**Instruction**
Output the line that contains "Expected: a marker on each instance of the person with" and every line after it to the end of the entries, with nothing added or left out.

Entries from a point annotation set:
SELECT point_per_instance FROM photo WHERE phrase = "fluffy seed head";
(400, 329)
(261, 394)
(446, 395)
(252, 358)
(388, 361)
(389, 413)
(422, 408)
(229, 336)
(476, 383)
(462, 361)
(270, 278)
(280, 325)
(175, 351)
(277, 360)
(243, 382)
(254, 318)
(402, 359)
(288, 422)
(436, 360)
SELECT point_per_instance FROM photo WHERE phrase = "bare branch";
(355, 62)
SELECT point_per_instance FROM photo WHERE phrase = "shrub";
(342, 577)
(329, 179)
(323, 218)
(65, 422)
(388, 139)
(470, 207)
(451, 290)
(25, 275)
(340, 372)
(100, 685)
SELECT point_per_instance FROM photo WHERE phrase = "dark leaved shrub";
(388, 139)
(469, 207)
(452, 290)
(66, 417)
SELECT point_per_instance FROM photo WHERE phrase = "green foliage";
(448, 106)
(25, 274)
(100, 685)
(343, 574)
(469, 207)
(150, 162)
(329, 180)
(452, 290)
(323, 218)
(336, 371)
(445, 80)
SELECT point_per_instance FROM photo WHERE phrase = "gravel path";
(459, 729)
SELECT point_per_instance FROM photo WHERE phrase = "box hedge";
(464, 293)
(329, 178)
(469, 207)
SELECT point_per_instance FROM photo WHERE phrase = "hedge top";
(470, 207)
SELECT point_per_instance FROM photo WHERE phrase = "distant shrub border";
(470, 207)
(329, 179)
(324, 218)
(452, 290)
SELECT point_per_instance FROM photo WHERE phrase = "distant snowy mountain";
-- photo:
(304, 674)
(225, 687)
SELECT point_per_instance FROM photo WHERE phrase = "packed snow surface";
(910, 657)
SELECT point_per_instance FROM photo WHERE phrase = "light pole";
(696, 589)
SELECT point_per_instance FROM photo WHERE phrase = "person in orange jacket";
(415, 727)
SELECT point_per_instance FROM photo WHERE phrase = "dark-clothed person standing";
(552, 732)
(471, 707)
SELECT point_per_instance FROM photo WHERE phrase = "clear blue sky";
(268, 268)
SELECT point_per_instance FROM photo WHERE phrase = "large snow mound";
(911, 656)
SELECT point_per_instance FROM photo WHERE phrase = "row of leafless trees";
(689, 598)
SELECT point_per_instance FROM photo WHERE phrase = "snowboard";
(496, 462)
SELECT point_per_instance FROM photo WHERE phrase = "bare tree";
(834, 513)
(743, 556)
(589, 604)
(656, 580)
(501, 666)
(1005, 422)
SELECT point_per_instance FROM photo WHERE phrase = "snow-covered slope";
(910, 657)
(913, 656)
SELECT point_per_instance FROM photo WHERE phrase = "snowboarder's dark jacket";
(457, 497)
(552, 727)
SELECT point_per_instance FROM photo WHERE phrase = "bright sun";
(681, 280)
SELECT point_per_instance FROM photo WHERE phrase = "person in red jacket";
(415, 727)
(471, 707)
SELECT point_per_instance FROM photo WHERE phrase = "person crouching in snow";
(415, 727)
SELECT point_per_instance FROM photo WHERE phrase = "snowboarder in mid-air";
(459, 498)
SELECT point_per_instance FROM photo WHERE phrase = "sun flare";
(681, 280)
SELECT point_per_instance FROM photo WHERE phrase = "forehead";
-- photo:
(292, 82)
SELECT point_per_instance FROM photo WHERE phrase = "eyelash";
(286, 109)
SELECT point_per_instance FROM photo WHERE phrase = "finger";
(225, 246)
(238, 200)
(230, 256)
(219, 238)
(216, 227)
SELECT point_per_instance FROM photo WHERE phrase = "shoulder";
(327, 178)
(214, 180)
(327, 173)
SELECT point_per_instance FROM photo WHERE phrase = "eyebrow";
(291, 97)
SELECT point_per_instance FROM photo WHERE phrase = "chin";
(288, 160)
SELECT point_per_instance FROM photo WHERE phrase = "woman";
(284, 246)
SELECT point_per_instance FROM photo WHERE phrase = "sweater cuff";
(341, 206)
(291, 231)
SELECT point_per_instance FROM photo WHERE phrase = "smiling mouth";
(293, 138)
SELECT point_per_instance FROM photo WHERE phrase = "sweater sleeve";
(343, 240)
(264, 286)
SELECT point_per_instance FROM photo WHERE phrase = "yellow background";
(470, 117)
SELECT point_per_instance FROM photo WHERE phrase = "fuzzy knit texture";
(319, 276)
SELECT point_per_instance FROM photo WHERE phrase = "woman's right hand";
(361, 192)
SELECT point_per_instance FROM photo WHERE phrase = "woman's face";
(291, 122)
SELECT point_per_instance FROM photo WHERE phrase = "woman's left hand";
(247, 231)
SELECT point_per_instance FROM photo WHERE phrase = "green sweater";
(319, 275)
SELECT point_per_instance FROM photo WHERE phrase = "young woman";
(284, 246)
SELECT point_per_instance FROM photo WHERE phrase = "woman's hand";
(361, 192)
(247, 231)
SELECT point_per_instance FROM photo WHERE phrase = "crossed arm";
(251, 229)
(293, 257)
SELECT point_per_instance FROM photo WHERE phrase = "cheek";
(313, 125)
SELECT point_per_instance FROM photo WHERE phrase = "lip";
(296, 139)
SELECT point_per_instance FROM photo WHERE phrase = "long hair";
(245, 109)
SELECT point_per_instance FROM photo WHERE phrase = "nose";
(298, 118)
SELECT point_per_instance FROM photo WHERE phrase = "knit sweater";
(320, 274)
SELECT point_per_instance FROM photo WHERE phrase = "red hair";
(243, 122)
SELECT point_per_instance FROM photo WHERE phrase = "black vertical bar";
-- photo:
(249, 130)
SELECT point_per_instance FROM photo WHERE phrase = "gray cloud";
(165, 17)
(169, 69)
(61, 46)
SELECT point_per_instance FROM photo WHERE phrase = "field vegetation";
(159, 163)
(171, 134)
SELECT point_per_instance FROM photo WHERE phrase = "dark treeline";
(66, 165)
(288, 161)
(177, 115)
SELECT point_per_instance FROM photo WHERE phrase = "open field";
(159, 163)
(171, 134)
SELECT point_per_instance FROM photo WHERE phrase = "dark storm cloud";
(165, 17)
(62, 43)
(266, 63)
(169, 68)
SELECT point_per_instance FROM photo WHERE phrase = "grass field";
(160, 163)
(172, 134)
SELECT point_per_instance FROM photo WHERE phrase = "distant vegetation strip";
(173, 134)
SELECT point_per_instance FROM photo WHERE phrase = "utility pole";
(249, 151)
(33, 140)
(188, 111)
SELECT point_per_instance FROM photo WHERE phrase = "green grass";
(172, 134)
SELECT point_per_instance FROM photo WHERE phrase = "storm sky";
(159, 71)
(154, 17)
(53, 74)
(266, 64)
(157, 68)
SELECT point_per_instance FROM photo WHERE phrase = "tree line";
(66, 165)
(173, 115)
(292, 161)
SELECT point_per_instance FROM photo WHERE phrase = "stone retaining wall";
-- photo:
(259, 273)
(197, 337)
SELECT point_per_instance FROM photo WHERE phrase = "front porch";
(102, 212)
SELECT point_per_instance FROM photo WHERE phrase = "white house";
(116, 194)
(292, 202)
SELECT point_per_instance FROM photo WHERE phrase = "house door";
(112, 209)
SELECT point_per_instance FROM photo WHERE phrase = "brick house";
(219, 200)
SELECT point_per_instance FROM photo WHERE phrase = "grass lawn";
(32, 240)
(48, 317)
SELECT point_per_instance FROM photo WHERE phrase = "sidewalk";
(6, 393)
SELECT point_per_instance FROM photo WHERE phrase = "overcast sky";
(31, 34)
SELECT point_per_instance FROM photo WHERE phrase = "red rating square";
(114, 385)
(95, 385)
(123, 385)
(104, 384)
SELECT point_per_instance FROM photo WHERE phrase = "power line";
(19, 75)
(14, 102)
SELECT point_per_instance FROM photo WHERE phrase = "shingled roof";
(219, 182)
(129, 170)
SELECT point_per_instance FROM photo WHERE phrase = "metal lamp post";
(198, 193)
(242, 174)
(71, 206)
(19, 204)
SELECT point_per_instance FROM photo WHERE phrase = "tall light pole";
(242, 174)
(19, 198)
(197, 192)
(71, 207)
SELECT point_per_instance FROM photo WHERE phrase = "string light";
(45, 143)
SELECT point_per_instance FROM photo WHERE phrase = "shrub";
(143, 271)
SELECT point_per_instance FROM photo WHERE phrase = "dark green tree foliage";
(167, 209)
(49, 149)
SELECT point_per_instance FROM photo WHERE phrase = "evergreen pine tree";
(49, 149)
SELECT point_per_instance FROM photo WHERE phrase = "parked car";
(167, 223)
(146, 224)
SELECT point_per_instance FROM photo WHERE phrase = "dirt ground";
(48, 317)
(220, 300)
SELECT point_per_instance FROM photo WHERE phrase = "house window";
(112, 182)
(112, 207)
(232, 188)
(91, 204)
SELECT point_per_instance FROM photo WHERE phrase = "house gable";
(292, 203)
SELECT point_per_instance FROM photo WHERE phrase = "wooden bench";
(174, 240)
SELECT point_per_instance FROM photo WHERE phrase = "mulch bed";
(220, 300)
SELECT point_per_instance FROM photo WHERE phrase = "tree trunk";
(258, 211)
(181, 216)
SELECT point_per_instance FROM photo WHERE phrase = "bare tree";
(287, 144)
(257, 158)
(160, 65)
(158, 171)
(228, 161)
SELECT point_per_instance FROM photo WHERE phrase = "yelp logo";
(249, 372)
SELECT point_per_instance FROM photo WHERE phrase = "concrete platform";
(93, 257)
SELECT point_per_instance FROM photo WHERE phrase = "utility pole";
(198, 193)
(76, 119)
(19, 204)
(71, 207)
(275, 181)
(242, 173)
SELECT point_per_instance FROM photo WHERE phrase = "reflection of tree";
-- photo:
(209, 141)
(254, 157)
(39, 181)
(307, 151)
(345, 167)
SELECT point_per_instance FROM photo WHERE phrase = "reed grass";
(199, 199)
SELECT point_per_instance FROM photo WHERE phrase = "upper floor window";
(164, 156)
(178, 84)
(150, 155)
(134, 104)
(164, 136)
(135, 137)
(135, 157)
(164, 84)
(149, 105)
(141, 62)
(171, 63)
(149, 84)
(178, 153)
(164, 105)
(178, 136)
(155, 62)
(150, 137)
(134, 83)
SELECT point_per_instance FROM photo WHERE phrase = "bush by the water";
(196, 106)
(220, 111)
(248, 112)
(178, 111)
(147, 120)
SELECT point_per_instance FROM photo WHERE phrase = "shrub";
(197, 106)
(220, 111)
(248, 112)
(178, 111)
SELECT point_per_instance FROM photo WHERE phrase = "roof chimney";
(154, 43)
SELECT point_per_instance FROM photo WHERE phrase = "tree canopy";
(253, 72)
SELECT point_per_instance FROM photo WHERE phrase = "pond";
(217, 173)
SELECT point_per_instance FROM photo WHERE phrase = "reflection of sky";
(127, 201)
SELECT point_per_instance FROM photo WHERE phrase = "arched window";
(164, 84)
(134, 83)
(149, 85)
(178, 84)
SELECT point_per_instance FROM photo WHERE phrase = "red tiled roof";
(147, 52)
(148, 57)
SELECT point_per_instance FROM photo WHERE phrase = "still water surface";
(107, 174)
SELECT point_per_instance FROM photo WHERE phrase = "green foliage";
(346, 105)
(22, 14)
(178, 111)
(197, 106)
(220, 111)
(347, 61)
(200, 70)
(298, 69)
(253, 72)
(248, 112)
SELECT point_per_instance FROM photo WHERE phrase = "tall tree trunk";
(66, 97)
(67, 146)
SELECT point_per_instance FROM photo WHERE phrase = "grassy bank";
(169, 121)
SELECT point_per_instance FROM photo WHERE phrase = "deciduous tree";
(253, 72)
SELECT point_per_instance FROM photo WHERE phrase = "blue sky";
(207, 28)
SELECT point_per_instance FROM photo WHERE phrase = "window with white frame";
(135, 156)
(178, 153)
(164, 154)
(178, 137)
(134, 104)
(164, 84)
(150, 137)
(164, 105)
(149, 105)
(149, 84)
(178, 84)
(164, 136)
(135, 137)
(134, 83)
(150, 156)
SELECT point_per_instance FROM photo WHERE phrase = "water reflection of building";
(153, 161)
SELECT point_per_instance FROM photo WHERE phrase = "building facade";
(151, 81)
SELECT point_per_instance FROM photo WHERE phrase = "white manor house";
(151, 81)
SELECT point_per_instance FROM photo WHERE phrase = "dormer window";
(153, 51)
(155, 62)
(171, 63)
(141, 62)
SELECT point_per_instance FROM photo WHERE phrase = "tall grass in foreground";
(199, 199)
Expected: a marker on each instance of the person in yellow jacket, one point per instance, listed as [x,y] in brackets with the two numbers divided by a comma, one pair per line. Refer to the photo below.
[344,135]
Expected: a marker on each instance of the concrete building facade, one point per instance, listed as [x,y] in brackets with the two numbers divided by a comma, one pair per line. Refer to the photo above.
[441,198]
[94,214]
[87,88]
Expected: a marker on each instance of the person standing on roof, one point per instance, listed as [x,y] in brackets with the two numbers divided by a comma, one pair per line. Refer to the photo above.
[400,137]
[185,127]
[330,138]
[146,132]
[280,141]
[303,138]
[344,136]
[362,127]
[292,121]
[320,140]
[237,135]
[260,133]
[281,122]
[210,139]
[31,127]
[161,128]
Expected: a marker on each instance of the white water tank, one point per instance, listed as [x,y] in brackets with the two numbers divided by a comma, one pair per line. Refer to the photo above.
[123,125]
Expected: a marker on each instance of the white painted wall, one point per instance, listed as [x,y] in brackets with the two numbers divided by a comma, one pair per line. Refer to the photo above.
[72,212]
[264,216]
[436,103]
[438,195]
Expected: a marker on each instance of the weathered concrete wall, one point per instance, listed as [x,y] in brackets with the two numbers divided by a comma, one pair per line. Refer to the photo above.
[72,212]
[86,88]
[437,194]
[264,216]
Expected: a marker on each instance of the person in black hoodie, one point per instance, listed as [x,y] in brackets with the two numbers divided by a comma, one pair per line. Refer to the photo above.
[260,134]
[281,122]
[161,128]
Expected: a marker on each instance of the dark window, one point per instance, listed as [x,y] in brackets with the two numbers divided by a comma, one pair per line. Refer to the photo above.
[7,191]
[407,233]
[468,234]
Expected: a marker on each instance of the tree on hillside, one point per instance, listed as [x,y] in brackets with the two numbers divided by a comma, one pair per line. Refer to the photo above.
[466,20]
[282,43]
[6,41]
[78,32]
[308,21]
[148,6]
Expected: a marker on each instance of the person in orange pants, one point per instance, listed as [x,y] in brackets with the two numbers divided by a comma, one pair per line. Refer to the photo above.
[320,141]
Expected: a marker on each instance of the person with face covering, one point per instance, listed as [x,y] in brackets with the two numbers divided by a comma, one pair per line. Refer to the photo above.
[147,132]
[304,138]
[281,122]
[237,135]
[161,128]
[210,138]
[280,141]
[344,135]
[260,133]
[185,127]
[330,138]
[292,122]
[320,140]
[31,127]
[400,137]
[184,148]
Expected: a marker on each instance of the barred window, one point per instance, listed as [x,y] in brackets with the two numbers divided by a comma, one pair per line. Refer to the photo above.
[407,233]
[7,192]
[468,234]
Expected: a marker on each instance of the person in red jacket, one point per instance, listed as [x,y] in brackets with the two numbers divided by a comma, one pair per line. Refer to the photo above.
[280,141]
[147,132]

**Solution to this problem**
Expected: a marker on each instance of the person with face covering, one point per instance, listed as [x,y] in brackets with the two numbers divided by a comma, one pair per line. Refer to the photo above.
[147,132]
[304,138]
[281,122]
[237,135]
[161,128]
[210,138]
[280,141]
[344,135]
[260,133]
[185,127]
[330,138]
[292,122]
[320,140]
[31,127]
[400,137]
[184,148]
Expected: a marker on each instance of the barred window, one point per instance, listed as [x,y] in brackets with the two numbers divided by a comma, one pair per line. Refer to the photo above.
[407,233]
[7,192]
[468,234]
Expected: a marker on each instance of the person in red jacket, one point per instance, listed as [x,y] in brackets with the two numbers divided by a comma, one pair per line. Refer to the photo above.
[280,141]
[147,132]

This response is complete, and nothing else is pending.